Viktor Ivancic

Il 16 giugno scorso usciva l'ultimo numero dello storico settimanale spalatino "Feral Tribune". I motivi della chiusura in questa intervista del settimanale sarajevese "Dani" al redattore responsabile del Feral, Viktor Ivančić. Nostra traduzione

21/07/2008 -  Anonymous User

Di Vildana Selimbegović, DANI, (titolo orig. «Nismo svi ista govna»)
Traduzione per Osservatorio Balcani: Maria Elena Franco

Veramente "La strada sotto ai piedi" è stato l'ultimo numero del Feral?

Sì, è stato l'ultimo.

Perfino i colleghi benintenzionati hanno rimproverato al Feral di non essersi impegnato a vendere pagine di pubblicità. Vorrei che riuscissimo a spiegare le modalità con cui il Feral è «morto di eutanasia»

Queste critiche dei benintenzionati in realtà non hanno fondamento. Ci può essere imputata la colpa di aver avuto poca agilità e incapacità in qualsiasi altra cosa, ma non nella ricerca degli annunci: per molti anni abbiamo pagato diverse agenzie di marketing affinché lo facessero per noi, abbiamo aumentato le provvigioni fino al 50% per ogni annuncio procacciato, ma il risultato è stato nullo... Il boicottaggio del Feral da parte dell'industria pubblicitaria è un fatto oggettivo, e il Feral di questo non ha colpa. Sì, il Feral è colpevole, ma per la sua politica di redazione, non per incapacità professionale.

È legittimo affermare che il Feral non ha adeguato la sua politica redazionale di «mercato», e per questo è fallito. Questo è evidente. Ma allo stesso modo è legittimo - se sappiamo qual è stata la politica gestionale del Feral - parlare delle caratteristiche di questo «mercato». Perché non ci si dovrebbe interrogare sul fatto che il «mercato» croato stabilisce criteri inviolabili? Io credo che questi criteri siano perversi e dannosi, in quanto generano un giornalismo castrato e servile, e le corporazioni dei media lo sostengono, per via del profitto e per danneggiare la concorrenza indipendente, costringendo i loro giornalisti a sottostare a tali regole di gioco senza opporre resistenza. Se il "mercato" del marketing fissa un cordone sanitario per un giornale che vende 13-14 mila copie alla settimana, perché affronta temi che sono politicamente scomodi e non c'è rispetto nei confronti delle lobby dei nuovi ricchi - allora io qui vedo un modo di agire da Commissariato, non di standard liberali. Capiamoci, a me non importa nulla degli annunci. Preferisco i giornali che non ne hanno. Solamente pongo l'attenzione - invano, lo so - sulla tendenza generale che è già giunta ad un punto tale per cui il giornalismo diventa un volgare imballaggio di annunci. Non riuscirete a leggere in un giornale croato qualcosa che non sia un elogio, ad esempio, dei proprietari di «Agrokor» o «T-com», o di tutta una serie di altri «soggetti», perché senza le loro pubblicità i giornali non possono sopravvivere. Così il «mercato», dietro la maschera di un falso liberalismo, restringe continuamente lo spazio alla libertà. La censura diventa capillare, e si capisce che è semplicemente necessario accettarla, perché se non lo fai ti scaverai la fossa da solo e sarai sconfitto di fronte al «mercato». In realtà si tratta del più semplice dei racket trasposto nel sistema.
++++++++++++++++++++
#### Esercizio assegnato 1
Riassumi l'intervista in due frasi.

#### Dati dell'esercizio
++++++++++++++++++++
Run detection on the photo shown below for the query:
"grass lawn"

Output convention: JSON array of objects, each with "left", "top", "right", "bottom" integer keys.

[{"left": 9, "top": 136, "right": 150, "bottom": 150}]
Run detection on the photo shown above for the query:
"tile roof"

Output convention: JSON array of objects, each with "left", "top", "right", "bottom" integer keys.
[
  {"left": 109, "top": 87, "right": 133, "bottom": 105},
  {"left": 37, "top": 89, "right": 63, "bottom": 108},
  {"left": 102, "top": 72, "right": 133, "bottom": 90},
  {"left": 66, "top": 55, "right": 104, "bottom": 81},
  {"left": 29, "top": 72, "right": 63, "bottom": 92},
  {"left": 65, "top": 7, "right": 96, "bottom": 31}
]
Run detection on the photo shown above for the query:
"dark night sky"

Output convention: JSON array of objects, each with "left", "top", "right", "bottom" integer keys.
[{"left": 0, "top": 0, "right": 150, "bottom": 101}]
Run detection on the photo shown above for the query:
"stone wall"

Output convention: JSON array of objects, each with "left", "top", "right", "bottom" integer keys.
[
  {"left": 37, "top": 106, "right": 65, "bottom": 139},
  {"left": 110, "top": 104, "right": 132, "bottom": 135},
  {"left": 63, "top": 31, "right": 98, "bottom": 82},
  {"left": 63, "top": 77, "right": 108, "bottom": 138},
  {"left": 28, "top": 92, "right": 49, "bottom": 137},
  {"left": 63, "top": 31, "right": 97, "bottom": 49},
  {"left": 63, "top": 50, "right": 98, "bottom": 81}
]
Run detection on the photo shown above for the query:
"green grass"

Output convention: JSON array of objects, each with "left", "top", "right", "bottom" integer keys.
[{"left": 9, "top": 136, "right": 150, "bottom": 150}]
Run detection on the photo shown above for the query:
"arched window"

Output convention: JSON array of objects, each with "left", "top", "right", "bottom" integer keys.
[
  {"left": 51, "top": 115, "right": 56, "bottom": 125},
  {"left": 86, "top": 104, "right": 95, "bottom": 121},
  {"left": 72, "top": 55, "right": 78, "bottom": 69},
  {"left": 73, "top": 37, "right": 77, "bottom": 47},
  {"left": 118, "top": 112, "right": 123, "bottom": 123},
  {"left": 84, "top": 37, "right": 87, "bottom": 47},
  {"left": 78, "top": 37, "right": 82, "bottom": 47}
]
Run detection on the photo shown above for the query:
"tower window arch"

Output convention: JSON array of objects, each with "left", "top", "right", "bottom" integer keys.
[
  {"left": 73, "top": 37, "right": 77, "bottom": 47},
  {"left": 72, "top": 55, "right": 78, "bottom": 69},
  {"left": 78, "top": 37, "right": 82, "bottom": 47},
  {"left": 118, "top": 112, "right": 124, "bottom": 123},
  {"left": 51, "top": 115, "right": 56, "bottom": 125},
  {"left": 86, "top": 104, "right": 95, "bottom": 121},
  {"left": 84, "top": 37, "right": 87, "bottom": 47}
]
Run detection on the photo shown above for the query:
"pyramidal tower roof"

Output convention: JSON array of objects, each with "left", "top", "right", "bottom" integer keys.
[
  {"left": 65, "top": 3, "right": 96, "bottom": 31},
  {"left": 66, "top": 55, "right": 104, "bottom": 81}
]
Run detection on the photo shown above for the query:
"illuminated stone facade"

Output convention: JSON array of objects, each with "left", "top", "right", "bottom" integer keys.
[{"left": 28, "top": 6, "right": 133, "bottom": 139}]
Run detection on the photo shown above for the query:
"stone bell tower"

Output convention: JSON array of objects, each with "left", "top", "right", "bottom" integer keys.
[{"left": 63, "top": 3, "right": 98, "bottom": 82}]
++++++++++++++++++++
#### Esercizio assegnato 2
Individua e trascrivi ogni riga dell'elenco che contiene la stringa "tower", distinguendo tra maiuscole e minuscole.

#### Esito del compito 1
Il 16 giugno è uscito l'ultimo numero del settimanale spalatino "Feral Tribune", e il redattore responsabile Viktor Ivančić respinge l'accusa di non aver cercato pubblicità: per anni il giornale ha pagato agenzie di marketing e alzato le provvigioni fino al 50% senza risultati, a causa di un boicottaggio dell'industria pubblicitaria dovuto alla sua politica redazionale. Secondo Ivančić il «mercato» croato impone criteri perversi che generano un giornalismo servile, rendono la censura capillare e restringono la libertà, in quello che definisce il più semplice dei racket trasposto nel sistema.

#### Esito del compito 2
"tower window arch"
"pyramidal tower roof"
"stone bell tower"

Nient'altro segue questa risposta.